[Stored data]
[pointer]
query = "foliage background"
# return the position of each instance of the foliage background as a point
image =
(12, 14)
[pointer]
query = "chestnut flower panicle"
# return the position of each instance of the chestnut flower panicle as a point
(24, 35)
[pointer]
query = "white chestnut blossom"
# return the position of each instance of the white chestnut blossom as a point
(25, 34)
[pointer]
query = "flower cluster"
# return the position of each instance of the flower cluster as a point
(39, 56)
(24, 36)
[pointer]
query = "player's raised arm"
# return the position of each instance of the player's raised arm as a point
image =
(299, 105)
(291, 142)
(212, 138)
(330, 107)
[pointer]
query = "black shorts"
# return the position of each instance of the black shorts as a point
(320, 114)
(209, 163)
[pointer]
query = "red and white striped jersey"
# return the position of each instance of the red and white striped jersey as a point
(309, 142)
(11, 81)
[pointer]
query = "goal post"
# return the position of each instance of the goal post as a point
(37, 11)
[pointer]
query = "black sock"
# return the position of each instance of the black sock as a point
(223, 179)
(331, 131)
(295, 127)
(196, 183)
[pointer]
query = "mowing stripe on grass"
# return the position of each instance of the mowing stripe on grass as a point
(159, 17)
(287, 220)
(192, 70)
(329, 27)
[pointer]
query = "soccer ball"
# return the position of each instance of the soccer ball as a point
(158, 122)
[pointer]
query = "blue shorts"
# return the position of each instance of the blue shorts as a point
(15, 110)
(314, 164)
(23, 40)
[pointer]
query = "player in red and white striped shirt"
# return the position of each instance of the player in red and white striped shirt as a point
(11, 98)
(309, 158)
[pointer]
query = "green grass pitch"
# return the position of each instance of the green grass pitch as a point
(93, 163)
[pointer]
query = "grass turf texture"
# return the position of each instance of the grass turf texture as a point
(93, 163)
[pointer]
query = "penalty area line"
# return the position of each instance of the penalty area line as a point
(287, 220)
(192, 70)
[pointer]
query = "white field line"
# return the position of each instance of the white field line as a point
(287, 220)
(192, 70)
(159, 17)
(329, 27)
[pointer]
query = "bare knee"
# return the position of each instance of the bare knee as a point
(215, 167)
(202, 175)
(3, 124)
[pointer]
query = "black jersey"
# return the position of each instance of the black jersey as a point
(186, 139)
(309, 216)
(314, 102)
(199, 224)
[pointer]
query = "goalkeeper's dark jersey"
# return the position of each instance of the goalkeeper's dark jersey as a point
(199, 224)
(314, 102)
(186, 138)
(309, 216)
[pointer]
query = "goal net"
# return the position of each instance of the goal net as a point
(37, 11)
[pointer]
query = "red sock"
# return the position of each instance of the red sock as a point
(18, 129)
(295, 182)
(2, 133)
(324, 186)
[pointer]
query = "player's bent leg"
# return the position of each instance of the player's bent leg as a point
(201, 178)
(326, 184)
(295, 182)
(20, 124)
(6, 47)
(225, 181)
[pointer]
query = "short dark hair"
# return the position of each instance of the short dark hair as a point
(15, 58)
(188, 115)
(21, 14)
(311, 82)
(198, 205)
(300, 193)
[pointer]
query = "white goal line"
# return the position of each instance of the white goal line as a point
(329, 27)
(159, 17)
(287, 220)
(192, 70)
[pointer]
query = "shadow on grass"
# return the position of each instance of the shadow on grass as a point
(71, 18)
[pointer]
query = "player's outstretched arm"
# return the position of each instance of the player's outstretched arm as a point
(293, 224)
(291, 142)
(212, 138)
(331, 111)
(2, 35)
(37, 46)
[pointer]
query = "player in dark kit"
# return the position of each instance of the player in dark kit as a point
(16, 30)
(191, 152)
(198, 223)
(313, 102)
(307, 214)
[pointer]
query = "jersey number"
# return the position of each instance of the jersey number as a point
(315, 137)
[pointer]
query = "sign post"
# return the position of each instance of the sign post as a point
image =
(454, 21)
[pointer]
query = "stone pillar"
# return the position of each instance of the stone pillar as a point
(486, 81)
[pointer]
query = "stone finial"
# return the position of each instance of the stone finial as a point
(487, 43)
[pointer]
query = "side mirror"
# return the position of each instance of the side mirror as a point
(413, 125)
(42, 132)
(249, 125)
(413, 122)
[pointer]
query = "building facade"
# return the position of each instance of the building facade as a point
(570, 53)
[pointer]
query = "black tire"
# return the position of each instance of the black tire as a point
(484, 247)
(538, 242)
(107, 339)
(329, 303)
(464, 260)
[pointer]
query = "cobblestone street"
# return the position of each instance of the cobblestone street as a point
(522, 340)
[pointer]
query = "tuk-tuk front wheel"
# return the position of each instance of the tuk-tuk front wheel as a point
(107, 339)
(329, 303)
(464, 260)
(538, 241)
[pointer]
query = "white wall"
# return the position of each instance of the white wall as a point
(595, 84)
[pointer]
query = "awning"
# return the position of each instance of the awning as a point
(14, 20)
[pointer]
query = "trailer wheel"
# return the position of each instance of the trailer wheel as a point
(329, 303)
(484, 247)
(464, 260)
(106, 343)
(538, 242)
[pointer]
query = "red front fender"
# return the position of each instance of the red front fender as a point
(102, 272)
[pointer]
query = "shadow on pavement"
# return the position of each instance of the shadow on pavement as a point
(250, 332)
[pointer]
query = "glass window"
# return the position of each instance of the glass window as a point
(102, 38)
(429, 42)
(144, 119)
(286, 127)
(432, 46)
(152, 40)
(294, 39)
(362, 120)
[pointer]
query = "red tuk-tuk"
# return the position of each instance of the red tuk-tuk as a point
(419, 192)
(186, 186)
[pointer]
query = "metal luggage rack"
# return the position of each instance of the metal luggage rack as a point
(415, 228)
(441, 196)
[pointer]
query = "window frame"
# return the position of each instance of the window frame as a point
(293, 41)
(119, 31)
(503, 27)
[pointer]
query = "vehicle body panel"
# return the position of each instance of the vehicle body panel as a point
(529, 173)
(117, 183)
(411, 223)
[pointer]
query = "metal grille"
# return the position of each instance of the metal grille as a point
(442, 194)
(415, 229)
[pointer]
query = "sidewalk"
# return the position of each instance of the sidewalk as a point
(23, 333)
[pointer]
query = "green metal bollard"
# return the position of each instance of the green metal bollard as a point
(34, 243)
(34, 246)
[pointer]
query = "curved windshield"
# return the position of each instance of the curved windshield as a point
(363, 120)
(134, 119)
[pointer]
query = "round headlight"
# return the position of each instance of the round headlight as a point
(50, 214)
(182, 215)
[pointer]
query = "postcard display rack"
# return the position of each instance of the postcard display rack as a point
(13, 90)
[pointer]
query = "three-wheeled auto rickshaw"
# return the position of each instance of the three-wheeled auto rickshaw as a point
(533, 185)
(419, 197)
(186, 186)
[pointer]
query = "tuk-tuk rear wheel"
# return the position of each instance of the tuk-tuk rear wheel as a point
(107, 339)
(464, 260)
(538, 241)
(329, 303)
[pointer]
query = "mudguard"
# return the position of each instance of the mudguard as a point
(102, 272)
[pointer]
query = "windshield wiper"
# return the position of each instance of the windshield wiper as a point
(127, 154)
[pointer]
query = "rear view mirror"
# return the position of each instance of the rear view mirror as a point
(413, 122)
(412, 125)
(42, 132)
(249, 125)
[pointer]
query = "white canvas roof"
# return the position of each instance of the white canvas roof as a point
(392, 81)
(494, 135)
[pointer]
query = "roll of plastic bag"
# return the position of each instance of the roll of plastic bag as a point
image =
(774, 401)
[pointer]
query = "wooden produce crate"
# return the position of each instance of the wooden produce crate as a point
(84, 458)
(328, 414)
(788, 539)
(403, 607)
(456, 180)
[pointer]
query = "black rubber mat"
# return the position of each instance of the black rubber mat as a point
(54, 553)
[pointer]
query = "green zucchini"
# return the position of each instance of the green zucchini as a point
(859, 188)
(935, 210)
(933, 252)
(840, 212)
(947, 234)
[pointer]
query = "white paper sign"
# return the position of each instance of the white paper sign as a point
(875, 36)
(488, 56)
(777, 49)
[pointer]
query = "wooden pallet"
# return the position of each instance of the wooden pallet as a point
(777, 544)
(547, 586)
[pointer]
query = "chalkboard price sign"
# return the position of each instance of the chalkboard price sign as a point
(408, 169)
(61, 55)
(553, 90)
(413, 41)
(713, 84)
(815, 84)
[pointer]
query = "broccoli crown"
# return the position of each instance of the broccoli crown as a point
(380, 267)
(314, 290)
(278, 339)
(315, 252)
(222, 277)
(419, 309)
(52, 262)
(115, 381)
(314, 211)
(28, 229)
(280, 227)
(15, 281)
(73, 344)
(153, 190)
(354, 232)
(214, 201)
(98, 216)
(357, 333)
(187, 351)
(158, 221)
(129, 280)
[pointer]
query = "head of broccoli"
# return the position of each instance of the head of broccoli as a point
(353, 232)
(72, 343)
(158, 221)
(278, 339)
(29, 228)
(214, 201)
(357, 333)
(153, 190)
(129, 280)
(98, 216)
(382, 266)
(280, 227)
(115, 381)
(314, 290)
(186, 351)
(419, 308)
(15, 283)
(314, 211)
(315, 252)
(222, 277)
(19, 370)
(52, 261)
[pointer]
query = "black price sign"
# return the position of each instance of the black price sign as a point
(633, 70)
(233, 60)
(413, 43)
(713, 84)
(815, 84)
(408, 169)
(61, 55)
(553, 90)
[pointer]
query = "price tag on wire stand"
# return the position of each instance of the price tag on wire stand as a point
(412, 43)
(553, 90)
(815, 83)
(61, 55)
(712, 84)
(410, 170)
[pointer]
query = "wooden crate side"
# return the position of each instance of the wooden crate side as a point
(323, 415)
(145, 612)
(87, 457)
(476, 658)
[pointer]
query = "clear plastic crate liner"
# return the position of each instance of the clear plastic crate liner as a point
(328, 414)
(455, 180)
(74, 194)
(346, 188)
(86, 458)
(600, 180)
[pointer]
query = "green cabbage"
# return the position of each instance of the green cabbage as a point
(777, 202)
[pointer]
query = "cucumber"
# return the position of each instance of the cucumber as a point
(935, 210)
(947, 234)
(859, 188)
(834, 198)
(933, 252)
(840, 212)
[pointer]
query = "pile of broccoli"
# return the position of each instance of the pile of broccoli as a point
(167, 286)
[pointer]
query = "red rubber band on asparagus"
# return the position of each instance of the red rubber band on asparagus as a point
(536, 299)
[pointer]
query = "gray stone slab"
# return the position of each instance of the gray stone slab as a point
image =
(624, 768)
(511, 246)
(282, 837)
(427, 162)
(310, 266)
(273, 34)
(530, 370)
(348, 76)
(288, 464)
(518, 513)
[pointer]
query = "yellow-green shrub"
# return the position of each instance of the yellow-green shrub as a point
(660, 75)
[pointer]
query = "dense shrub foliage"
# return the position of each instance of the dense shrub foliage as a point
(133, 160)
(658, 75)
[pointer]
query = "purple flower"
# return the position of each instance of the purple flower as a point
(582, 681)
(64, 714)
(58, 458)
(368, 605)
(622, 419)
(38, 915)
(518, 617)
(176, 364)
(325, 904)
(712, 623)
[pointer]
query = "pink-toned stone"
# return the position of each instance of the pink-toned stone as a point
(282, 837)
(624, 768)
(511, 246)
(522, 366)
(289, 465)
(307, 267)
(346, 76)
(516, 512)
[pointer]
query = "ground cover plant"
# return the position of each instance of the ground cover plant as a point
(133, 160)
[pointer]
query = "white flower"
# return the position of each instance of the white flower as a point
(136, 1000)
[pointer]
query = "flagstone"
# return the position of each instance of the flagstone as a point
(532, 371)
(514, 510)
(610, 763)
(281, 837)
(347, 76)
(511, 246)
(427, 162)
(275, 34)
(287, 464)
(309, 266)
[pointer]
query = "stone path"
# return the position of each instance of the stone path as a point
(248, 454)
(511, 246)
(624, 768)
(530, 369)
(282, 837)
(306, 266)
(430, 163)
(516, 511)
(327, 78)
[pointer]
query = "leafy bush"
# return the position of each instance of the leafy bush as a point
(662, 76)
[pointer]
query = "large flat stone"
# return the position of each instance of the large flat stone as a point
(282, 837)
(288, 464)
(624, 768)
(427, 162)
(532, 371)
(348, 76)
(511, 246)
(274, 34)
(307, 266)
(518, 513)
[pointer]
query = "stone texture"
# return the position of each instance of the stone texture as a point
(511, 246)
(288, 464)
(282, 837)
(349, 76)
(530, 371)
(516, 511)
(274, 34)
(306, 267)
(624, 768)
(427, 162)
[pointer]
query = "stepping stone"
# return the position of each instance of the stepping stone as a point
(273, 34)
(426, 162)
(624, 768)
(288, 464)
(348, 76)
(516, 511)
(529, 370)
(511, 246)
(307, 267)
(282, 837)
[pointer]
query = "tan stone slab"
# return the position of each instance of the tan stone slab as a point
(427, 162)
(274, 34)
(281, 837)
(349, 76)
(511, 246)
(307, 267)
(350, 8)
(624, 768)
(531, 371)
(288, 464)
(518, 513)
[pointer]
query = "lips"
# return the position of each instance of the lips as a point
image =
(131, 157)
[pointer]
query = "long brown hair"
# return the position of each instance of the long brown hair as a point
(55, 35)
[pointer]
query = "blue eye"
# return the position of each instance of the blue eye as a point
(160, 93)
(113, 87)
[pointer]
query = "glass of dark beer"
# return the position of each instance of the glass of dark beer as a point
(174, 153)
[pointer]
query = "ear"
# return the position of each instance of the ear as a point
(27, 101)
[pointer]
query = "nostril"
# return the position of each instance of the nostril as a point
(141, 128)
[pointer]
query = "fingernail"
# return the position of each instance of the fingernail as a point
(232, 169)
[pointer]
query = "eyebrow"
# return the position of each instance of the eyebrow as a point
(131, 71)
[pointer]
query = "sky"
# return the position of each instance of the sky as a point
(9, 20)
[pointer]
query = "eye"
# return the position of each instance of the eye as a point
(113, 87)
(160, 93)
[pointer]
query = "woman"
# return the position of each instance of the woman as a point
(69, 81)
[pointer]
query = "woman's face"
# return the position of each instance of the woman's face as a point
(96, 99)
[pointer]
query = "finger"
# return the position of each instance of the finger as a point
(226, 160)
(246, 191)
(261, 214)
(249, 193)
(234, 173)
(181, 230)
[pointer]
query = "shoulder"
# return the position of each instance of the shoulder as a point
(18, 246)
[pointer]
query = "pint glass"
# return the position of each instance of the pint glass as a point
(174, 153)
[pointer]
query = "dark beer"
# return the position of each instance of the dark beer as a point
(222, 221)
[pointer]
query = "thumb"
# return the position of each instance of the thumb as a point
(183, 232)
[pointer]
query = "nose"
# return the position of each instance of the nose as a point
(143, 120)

**EXERCISE PROMPT**
Report every line of the entries that carries the word "background".

**RESPONSE TO THIS EXERCISE**
query = "foliage background"
# return the position of each instance of the foliage background as a point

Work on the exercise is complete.